**WHAT TO DO**
Please transcribe the listing below in full and word for word, without its pictures.

====

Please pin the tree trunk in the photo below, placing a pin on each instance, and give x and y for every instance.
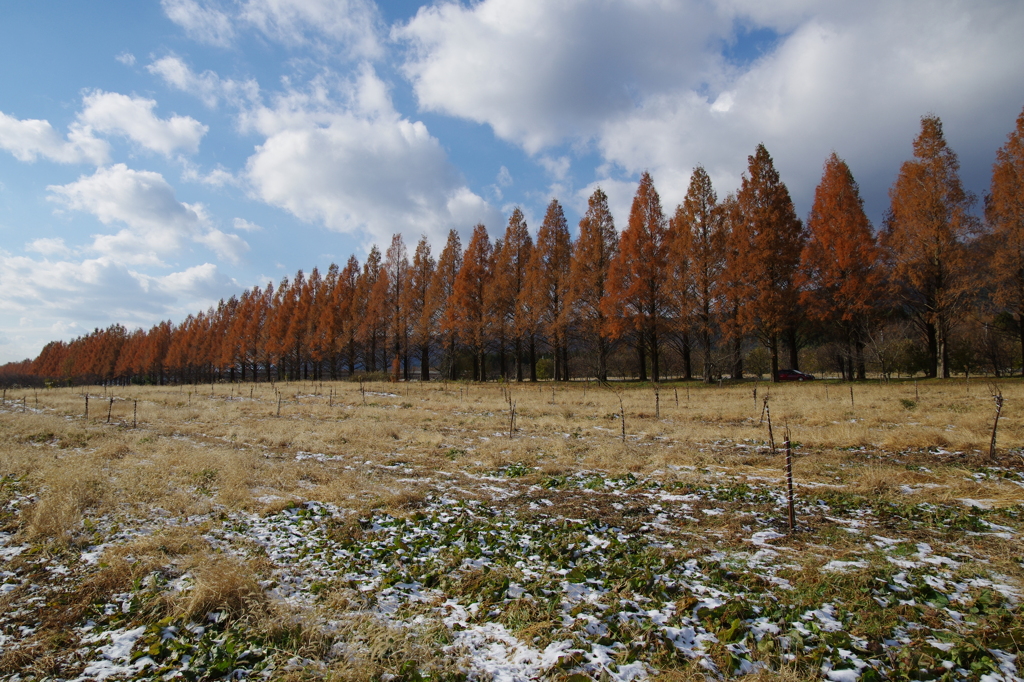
(933, 350)
(794, 348)
(858, 347)
(706, 343)
(737, 358)
(518, 359)
(773, 346)
(687, 365)
(532, 357)
(641, 358)
(655, 364)
(502, 364)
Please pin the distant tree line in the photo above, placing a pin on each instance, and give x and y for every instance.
(719, 288)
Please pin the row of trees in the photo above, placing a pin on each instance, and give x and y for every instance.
(702, 284)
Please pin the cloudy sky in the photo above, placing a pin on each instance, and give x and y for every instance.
(160, 155)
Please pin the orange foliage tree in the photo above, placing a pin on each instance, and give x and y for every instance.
(840, 275)
(441, 297)
(547, 284)
(468, 298)
(768, 239)
(421, 317)
(511, 268)
(699, 241)
(638, 300)
(592, 256)
(1005, 212)
(926, 239)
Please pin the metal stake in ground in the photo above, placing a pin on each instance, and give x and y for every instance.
(997, 396)
(788, 477)
(622, 416)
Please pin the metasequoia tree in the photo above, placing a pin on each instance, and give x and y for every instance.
(768, 239)
(369, 309)
(441, 298)
(547, 283)
(510, 273)
(328, 329)
(638, 299)
(1005, 211)
(396, 269)
(467, 303)
(926, 236)
(422, 318)
(592, 255)
(343, 302)
(699, 240)
(276, 341)
(840, 275)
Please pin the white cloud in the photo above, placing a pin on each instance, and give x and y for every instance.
(504, 177)
(48, 246)
(539, 72)
(651, 85)
(133, 117)
(228, 247)
(31, 138)
(208, 86)
(218, 177)
(557, 167)
(205, 24)
(351, 28)
(817, 92)
(357, 166)
(49, 299)
(156, 223)
(355, 24)
(246, 226)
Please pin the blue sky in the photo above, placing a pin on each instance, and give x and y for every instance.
(156, 157)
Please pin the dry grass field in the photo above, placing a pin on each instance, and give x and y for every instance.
(401, 531)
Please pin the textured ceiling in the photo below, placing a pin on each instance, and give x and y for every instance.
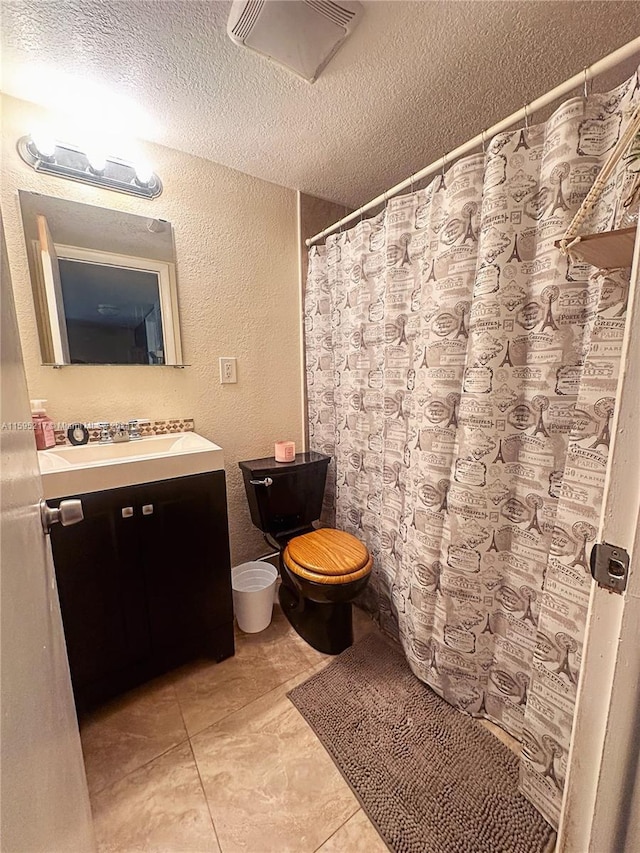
(416, 79)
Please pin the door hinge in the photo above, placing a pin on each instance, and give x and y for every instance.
(610, 566)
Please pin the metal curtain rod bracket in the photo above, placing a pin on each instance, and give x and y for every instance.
(579, 79)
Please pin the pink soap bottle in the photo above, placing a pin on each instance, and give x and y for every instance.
(42, 425)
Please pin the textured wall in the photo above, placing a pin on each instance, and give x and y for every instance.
(237, 261)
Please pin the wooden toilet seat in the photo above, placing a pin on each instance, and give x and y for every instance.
(328, 556)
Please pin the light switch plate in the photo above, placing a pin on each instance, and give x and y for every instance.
(228, 371)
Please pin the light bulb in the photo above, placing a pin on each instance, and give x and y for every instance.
(144, 174)
(44, 144)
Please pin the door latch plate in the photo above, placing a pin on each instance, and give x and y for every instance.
(610, 566)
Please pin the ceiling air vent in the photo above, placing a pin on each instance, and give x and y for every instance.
(302, 35)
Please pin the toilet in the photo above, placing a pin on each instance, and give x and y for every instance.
(322, 569)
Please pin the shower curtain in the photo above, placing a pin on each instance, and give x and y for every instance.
(462, 374)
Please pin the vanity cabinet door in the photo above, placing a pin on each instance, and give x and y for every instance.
(185, 555)
(102, 596)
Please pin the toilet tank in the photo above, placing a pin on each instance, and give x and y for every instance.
(293, 500)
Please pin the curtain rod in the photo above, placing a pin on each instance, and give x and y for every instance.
(525, 113)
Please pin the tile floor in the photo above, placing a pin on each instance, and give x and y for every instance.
(213, 758)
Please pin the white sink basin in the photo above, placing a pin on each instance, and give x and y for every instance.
(95, 467)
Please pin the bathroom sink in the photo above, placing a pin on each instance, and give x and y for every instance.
(95, 467)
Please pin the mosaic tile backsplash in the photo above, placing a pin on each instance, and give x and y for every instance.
(150, 428)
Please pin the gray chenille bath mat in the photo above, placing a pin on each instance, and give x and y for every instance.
(431, 779)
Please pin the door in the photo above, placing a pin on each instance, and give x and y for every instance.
(45, 804)
(102, 596)
(185, 554)
(601, 809)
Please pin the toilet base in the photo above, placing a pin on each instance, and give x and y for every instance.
(327, 627)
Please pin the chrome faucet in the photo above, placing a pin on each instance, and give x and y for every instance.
(118, 432)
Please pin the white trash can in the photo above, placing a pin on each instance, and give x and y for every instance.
(253, 586)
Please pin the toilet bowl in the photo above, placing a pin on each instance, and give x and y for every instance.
(322, 569)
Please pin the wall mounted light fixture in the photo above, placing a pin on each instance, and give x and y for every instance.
(67, 161)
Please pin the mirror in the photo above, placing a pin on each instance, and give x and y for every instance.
(104, 283)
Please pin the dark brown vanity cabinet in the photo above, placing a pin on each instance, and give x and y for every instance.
(144, 582)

====

**TASK RESULT**
Please pin the tree trunk in the photo below, placing a pin on each instance, and give x and y for every instance.
(933, 350)
(794, 348)
(858, 347)
(706, 343)
(737, 358)
(518, 359)
(773, 346)
(687, 365)
(532, 357)
(641, 358)
(655, 364)
(502, 364)
Please pin the distant tree line in the photo above, placing a pin on each instance, and give x and y for every instance.
(719, 288)
Please pin the row of trees in the photo above, placing a pin on each instance, and give x and y for every instance.
(702, 284)
Please pin the cloudy sky in the photo above, placing a pin on each instance, and give x and y for every instance.
(160, 155)
Please pin the orange foliage tree in the photo above, placing a pin on each instance, and give x and y for every instance.
(840, 275)
(441, 297)
(547, 284)
(468, 298)
(768, 239)
(421, 317)
(511, 268)
(699, 241)
(638, 300)
(592, 256)
(1005, 212)
(926, 239)
Please pin the metal stake in ground in the photo above, placing a pin on each instance, and give x and y for every instance.
(997, 396)
(788, 477)
(622, 416)
Please pin the metasequoia tree in the photo above, placing a pin on each instance, and give x and y for every instance.
(768, 239)
(369, 309)
(441, 298)
(547, 283)
(510, 273)
(328, 329)
(638, 299)
(1005, 211)
(396, 269)
(467, 303)
(926, 236)
(422, 318)
(592, 255)
(343, 302)
(699, 240)
(276, 341)
(840, 275)
Please pin the white cloud in the photo above, placing a pin on each instance, and give x and y for every instance.
(504, 177)
(48, 246)
(539, 72)
(651, 85)
(133, 117)
(228, 247)
(31, 138)
(208, 86)
(218, 177)
(557, 167)
(205, 24)
(351, 28)
(817, 92)
(357, 166)
(49, 299)
(156, 223)
(355, 24)
(246, 226)
Please pin the blue sky in the photo above, placing a pin on each instance, and give x and y for every instance.
(156, 157)
Please pin the dry grass field in the photo above, placing a pin on each instance, and give x and y for every instance.
(401, 531)
Please pin the textured ceiling in the photo below, placing a pin on each instance, and give x and y for every instance.
(416, 79)
Please pin the door hinge in the photo above, placing a pin on each instance, and give x and y for every instance.
(610, 566)
Please pin the metal curtain rod bracket in the photo above, placing a pin on each instance, and give x and y for every instance.
(579, 79)
Please pin the pink soap bottle in the photo above, placing a pin on each instance, and give x and y for every instance.
(42, 425)
Please pin the textured wall in the photo above, placing a pin on each instance, and give x and y for every instance.
(237, 261)
Please pin the wooden toilet seat in the photo above, placing a pin on each instance, and give x and y for every instance.
(328, 556)
Please pin the light switch plate in the photo above, placing a pin on each instance, and give x and y for every instance.
(228, 371)
Please pin the light bulb in the photo above, placing a pin on each instance, and give x and y for every instance.
(144, 174)
(44, 144)
Please pin the door latch plate in the photo above, placing a pin on each instance, and give x and y for every instance.
(610, 566)
Please pin the ceiling air vent in the photo above, placing a pin on each instance, and give x and y for every instance.
(302, 35)
Please pin the toilet in the photo above, placing a pin on each instance, and give x and y for every instance.
(322, 569)
Please pin the shower curtain in the photo above, placing a pin on each instance, and give x and y for every instance.
(462, 374)
Please pin the vanity cabinet door in the photo above, placing a pin on each instance, and give x and y for every instance.
(185, 555)
(102, 596)
Please pin the toilet tank in the photo above, placing a pin on each instance, and give x and y for every instance.
(293, 500)
Please pin the curtain rod in the photo above, placing a pin on each instance, and give x and y for every instance.
(525, 113)
Please pin the tile floor in the photo above, placing a pin on each instance, and give x and y for every instance.
(213, 758)
Please pin the white sink basin in the photo above, placing a pin on each instance, and give x and y for every instance.
(95, 467)
Please pin the bathroom sink in the photo above, placing a pin on each instance, and give x and y for every instance.
(95, 467)
Please pin the mosaic tile backsplash in the photo above, placing a pin on each instance, and give x and y for every instance.
(150, 428)
Please pin the gray chenille bath mat in the photo above, placing a pin on each instance, and give x and y for every instance.
(431, 779)
Please pin the door in the photo above, placing a pin on each instance, and give x and y for every instance.
(45, 804)
(102, 596)
(185, 554)
(601, 809)
Please pin the toilet base in the photo above, placing a pin on each instance, and give x and y for every instance.
(327, 627)
Please pin the chrome faucet in the photo above, placing a pin on each instance, and give x and y for every instance.
(118, 432)
Please pin the white trash can in the photo above, placing a pin on each instance, and give x and y for every instance.
(253, 586)
Please pin the toilet bowl in the photo above, placing a pin on each instance, and give x and y for every instance.
(322, 569)
Please pin the wall mounted light fixture in the photo above, placing a pin on each instance, and give x and y for every instance.
(67, 161)
Please pin the mirror in the photo above, placing a pin on each instance, and give x and y for every instance.
(104, 283)
Please pin the dark brown vanity cabinet in the photo above, placing a pin on each instance, and give x and y for every instance.
(144, 582)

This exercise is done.